* Records to use *

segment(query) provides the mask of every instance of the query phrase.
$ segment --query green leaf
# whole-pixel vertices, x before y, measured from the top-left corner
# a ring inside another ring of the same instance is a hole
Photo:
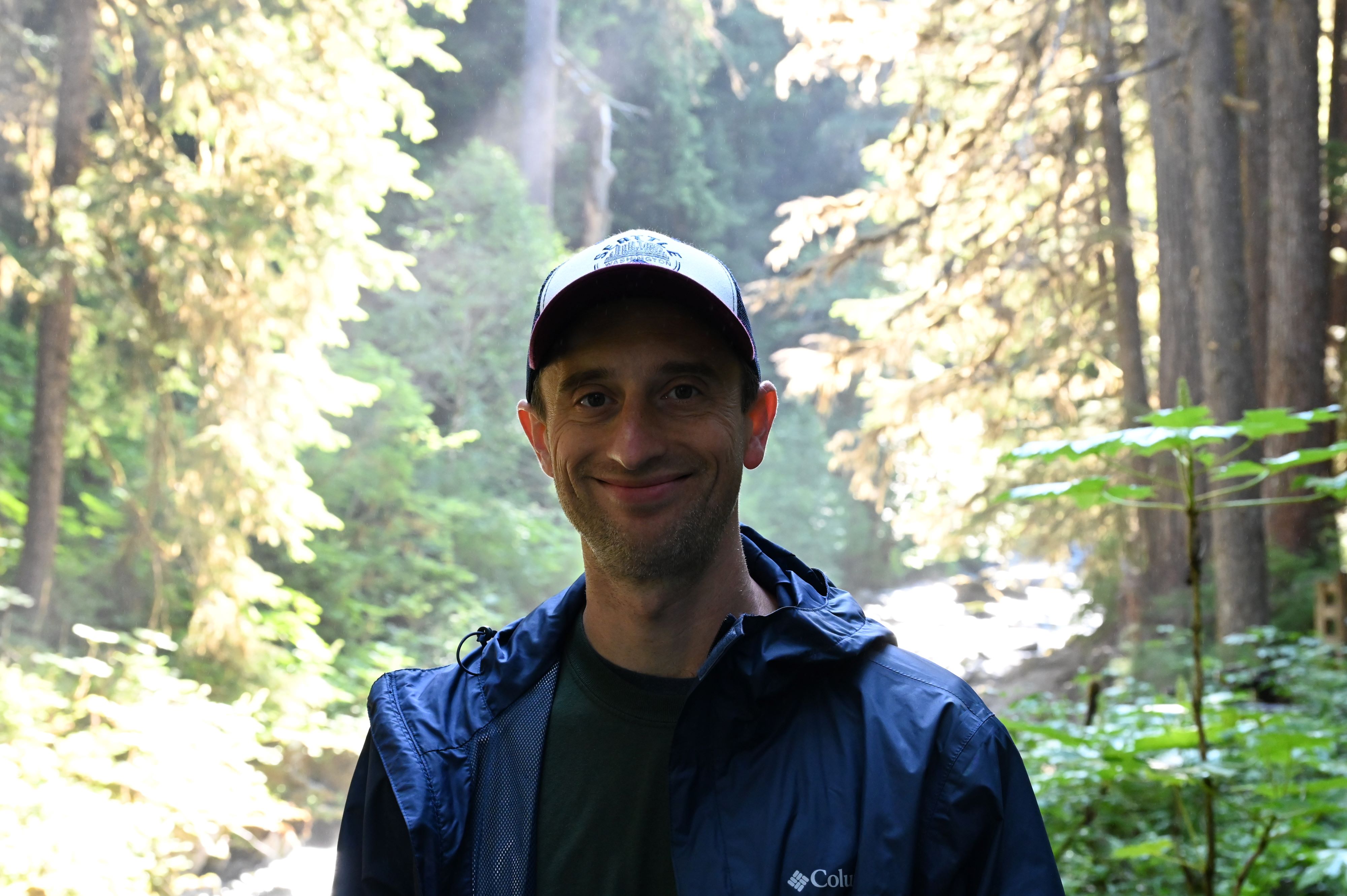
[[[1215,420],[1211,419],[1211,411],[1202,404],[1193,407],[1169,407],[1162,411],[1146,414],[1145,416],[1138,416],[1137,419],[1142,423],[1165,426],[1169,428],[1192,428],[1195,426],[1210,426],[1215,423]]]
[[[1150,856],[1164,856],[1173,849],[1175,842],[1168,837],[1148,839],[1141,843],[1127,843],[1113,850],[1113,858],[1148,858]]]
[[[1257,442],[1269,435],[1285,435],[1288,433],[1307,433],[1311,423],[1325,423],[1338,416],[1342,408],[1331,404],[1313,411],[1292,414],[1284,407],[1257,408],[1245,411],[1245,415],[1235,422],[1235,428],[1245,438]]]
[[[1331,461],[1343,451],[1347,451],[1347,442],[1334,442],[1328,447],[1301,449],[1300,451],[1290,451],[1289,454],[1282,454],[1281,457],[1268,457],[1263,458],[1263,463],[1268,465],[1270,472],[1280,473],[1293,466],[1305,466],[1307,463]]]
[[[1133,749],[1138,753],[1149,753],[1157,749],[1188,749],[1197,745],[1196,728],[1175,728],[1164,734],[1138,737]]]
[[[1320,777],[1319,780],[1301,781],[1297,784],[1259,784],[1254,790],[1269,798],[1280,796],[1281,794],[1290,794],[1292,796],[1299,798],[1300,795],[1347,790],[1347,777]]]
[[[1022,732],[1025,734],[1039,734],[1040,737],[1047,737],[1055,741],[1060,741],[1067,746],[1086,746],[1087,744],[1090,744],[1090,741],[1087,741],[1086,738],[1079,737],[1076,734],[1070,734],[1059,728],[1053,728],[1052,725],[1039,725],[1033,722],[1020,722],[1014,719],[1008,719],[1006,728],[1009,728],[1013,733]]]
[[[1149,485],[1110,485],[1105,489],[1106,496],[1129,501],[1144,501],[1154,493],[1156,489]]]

* What you need to do *
Please reproduce the records above with "green leaf" swapped for "yellow leaf" and everything else unchanged, leaving out the pictures.

* Exercise result *
segment(query) provides the mask of every instance of the query phrase.
$ segment --query yellow leaf
# whole-pixel vertices, x before y, measured from the top-left corner
# a ring inside another ring of the same instance is a hole
Photo:
[[[1215,420],[1211,419],[1211,411],[1202,404],[1193,407],[1169,407],[1162,411],[1146,414],[1145,416],[1138,416],[1137,419],[1142,423],[1165,426],[1169,428],[1192,428],[1195,426],[1210,426],[1215,423]]]
[[[1150,856],[1164,856],[1173,849],[1175,842],[1168,837],[1148,839],[1141,843],[1127,843],[1113,850],[1113,858],[1148,858]]]
[[[1257,442],[1269,435],[1285,435],[1288,433],[1307,433],[1311,423],[1325,423],[1338,416],[1342,408],[1331,404],[1313,411],[1292,414],[1284,407],[1257,408],[1245,411],[1245,415],[1235,422],[1235,428],[1245,438]]]
[[[1331,461],[1343,451],[1347,451],[1347,442],[1334,442],[1328,447],[1301,449],[1300,451],[1290,451],[1289,454],[1282,454],[1281,457],[1268,457],[1263,458],[1263,463],[1268,465],[1270,472],[1280,473],[1293,466],[1305,466],[1307,463]]]
[[[1133,749],[1138,753],[1149,753],[1157,749],[1188,749],[1197,745],[1196,728],[1175,728],[1164,734],[1138,737]]]
[[[1320,777],[1319,780],[1301,781],[1297,784],[1259,784],[1254,790],[1269,798],[1280,796],[1281,794],[1290,794],[1292,796],[1299,798],[1300,795],[1347,790],[1347,777]]]
[[[1022,732],[1025,734],[1039,734],[1040,737],[1047,737],[1055,741],[1060,741],[1067,746],[1086,746],[1087,744],[1090,744],[1090,741],[1087,741],[1086,738],[1079,737],[1076,734],[1070,734],[1059,728],[1053,728],[1052,725],[1039,725],[1033,722],[1020,722],[1014,719],[1008,719],[1006,728],[1009,728],[1013,733]]]
[[[1149,485],[1110,485],[1105,489],[1106,496],[1129,501],[1144,501],[1154,493],[1156,489]]]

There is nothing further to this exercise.